Instructions to follow: Below are the records; how many of their lines contain "light"? Reply only with that figure.

Stored items from a collection:
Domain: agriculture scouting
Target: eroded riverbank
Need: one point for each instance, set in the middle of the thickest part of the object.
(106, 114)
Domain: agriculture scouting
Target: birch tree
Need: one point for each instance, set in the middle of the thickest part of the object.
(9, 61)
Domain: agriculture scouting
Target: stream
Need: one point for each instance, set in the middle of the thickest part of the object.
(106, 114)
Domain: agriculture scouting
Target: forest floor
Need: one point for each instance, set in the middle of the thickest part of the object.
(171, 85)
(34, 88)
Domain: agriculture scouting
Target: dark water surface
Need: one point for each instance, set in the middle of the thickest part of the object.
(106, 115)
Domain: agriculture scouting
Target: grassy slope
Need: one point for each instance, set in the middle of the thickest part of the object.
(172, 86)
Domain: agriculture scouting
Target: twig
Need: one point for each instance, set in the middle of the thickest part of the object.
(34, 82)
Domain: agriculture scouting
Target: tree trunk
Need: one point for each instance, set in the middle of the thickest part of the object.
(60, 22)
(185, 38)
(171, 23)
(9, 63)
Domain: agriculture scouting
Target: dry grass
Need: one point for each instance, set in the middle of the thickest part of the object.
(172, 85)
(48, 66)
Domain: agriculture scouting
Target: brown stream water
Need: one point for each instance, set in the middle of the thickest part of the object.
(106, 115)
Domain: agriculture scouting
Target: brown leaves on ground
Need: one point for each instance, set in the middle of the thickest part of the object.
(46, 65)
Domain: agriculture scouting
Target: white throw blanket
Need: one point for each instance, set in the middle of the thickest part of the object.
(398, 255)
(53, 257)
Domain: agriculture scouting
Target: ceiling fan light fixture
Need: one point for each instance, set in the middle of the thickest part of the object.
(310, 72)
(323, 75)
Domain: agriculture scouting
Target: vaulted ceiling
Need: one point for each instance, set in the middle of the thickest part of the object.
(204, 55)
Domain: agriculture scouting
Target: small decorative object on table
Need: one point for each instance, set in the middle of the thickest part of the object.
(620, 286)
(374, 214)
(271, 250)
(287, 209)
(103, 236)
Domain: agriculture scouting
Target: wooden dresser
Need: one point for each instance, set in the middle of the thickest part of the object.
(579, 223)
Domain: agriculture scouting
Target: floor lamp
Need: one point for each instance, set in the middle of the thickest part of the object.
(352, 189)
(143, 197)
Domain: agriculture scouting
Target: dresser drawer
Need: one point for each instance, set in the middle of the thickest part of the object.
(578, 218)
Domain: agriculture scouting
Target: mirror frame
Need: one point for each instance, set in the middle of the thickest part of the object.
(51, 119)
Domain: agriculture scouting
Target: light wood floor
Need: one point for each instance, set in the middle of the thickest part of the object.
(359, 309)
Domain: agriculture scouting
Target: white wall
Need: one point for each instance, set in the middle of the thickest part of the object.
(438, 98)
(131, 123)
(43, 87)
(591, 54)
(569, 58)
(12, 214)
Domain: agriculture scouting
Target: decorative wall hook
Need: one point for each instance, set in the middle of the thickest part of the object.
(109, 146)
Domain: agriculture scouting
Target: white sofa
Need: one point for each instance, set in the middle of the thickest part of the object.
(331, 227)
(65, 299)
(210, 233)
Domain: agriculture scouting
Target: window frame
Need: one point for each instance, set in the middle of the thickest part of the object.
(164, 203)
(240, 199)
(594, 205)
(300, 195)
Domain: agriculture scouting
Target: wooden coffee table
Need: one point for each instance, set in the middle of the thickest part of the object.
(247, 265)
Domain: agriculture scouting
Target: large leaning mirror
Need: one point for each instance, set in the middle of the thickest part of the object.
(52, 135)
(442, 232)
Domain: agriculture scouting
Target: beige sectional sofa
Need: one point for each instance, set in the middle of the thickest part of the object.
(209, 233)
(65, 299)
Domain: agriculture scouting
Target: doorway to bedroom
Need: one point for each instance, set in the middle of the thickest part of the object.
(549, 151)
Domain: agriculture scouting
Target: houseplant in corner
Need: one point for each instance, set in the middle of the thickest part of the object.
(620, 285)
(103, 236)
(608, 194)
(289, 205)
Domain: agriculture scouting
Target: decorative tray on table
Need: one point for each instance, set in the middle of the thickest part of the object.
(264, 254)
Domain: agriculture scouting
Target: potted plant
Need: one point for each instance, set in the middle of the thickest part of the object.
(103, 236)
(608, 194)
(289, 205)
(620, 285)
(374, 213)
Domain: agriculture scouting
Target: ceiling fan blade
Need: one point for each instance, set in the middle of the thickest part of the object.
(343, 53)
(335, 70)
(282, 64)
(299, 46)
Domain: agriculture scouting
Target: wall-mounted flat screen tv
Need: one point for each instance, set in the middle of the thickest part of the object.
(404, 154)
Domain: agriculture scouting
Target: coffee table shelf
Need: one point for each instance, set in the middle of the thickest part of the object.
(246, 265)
...
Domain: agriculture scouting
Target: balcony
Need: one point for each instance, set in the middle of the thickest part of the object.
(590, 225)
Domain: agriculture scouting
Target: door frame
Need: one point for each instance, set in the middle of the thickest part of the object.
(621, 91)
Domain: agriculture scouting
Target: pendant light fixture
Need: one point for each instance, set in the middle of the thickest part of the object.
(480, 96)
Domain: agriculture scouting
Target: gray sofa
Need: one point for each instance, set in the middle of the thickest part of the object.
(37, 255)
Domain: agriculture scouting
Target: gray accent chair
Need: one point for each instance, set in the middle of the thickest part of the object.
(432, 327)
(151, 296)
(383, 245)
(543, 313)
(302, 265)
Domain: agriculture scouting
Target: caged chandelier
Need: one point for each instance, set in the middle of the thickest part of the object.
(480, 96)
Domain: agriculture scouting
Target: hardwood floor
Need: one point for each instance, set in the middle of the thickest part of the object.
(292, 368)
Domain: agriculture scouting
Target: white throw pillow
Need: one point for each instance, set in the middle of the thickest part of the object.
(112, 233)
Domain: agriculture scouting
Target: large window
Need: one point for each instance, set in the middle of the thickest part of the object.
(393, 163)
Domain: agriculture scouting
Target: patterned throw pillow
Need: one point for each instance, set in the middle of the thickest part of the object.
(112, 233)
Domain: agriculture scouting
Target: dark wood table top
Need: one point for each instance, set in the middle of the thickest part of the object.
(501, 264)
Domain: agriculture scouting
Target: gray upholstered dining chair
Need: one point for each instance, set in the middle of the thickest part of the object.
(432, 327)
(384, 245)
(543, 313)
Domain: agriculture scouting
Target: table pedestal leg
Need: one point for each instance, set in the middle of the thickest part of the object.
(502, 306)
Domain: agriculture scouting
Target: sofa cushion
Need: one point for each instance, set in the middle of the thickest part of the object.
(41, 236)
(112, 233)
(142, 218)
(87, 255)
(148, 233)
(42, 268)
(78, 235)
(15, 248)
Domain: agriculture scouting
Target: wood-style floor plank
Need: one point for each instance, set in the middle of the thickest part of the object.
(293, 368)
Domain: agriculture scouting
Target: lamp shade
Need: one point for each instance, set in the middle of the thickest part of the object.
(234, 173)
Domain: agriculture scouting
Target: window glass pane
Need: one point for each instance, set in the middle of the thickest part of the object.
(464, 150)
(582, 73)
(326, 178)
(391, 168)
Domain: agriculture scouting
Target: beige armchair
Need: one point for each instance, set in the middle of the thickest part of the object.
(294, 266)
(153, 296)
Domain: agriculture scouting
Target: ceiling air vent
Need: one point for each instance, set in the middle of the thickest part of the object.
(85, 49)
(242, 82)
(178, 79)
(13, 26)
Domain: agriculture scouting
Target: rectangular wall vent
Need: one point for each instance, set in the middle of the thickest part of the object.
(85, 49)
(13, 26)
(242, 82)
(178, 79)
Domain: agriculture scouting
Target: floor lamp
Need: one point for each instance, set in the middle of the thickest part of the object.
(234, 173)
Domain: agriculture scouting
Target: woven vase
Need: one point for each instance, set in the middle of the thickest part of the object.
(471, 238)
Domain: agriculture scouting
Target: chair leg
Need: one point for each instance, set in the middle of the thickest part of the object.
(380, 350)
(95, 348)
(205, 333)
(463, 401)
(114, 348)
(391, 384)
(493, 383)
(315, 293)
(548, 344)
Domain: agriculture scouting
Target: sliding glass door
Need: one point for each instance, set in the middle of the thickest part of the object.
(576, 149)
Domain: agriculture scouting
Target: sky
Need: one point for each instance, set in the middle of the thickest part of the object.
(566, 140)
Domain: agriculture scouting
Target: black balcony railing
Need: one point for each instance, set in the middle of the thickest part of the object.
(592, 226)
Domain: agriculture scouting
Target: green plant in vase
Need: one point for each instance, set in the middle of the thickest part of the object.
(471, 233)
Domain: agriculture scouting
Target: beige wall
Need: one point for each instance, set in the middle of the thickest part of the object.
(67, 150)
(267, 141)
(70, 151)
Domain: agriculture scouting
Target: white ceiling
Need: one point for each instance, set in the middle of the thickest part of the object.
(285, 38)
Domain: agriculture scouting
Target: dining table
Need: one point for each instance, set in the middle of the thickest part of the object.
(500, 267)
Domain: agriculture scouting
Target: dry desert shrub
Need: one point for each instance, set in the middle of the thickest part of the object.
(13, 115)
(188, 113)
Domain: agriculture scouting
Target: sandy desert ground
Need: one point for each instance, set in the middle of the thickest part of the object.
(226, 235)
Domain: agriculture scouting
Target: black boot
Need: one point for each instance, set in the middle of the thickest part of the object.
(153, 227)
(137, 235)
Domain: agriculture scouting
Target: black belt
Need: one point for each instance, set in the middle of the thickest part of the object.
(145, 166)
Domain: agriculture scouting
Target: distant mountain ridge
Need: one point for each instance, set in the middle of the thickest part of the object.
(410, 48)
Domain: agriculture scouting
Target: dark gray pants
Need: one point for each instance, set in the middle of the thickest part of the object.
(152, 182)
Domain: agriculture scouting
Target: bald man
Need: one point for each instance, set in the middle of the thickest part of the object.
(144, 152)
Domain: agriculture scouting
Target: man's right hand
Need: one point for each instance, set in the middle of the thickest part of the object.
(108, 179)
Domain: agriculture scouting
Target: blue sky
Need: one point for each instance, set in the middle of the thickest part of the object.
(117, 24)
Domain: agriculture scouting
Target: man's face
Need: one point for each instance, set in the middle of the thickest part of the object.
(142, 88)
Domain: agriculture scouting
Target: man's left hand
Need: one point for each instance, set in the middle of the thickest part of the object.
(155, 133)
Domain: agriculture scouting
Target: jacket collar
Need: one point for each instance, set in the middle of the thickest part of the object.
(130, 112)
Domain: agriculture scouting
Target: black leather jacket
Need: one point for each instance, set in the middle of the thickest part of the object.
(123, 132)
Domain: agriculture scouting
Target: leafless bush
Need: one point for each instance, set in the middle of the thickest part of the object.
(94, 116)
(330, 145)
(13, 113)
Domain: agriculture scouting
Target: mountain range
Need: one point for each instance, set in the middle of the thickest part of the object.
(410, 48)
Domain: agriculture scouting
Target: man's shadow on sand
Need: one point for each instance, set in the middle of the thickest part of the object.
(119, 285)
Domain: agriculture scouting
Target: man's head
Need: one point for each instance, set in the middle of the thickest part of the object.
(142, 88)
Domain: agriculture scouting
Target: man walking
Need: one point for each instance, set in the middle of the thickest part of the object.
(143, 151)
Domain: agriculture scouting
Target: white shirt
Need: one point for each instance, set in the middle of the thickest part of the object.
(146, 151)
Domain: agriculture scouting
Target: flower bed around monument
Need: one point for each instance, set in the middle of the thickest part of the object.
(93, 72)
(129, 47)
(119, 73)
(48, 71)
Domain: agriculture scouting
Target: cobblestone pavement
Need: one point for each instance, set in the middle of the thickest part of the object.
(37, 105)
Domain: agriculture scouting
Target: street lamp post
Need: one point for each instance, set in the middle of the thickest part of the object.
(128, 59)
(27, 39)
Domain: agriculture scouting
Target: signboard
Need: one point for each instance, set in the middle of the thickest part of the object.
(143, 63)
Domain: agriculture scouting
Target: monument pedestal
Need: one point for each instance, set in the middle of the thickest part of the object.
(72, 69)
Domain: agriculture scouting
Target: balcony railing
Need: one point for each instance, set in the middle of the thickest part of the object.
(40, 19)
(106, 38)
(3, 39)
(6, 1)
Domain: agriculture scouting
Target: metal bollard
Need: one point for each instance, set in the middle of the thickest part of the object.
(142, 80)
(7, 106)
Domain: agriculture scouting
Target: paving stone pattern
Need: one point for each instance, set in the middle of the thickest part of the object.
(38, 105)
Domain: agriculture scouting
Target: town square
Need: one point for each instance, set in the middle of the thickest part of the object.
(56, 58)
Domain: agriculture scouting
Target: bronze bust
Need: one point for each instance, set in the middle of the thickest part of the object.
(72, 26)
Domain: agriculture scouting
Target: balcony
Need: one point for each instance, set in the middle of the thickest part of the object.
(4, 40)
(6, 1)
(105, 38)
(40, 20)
...
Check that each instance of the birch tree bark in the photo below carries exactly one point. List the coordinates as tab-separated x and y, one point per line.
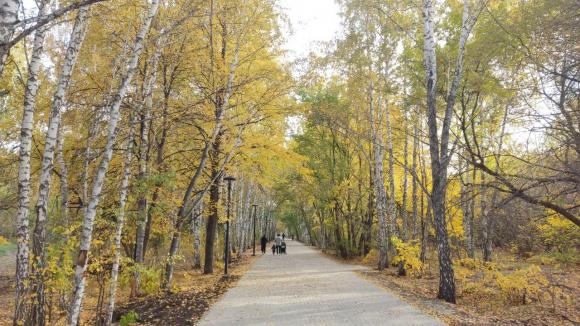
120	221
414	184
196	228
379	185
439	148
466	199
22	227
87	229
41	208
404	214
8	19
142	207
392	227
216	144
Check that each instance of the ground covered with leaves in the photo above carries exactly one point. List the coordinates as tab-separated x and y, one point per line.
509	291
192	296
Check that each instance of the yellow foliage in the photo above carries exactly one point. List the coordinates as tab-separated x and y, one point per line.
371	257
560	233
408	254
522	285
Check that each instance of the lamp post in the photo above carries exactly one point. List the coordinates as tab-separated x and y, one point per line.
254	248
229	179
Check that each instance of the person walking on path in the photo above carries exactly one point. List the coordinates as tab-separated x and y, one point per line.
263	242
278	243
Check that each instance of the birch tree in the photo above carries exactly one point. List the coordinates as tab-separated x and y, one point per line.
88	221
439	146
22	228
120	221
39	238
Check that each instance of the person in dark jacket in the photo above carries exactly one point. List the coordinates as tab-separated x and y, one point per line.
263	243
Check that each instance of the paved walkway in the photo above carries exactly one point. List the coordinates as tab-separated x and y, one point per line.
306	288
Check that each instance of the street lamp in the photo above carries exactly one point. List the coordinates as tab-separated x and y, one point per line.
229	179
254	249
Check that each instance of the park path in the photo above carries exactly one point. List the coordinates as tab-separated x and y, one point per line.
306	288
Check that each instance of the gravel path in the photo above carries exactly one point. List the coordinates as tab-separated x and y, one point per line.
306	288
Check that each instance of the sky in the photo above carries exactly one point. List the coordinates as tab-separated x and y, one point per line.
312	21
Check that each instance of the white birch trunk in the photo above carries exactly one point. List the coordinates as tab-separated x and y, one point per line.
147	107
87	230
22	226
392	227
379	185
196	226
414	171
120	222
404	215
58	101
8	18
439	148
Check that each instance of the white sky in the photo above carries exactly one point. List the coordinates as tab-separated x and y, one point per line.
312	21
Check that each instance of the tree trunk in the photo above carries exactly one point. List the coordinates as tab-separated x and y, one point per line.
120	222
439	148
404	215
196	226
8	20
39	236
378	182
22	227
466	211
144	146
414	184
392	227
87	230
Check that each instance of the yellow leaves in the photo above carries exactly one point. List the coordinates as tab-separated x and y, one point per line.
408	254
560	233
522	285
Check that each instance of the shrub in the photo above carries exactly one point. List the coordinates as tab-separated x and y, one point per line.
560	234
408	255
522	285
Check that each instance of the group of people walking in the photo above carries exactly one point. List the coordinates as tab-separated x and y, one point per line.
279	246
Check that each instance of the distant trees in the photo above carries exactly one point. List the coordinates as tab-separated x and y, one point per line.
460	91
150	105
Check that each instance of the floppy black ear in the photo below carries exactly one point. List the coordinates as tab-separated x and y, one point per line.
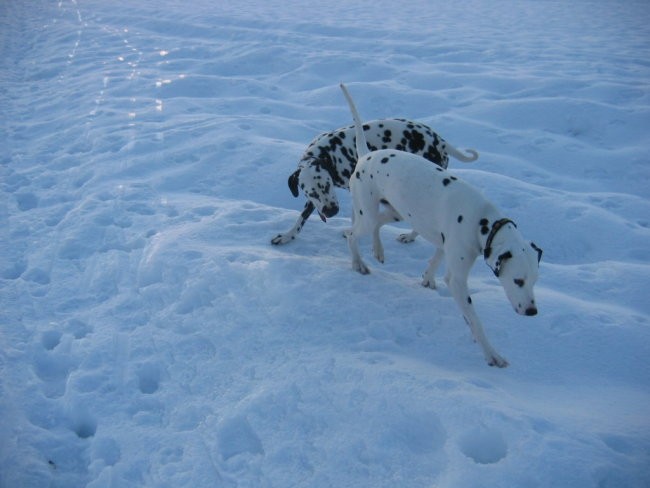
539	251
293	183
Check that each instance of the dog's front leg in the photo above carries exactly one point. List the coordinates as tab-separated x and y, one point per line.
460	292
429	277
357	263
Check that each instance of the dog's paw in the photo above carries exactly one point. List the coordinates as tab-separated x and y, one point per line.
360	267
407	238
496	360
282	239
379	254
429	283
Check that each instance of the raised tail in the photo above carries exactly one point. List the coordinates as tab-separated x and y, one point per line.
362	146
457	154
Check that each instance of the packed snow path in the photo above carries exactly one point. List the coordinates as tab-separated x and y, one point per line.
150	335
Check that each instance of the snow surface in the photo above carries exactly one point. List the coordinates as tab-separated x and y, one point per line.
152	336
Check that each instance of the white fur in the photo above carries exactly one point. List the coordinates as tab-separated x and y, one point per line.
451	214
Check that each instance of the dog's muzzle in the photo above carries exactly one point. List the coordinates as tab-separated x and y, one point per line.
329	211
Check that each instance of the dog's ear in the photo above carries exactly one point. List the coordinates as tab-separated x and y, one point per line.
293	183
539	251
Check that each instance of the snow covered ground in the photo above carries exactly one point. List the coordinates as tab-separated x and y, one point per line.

Response box: 3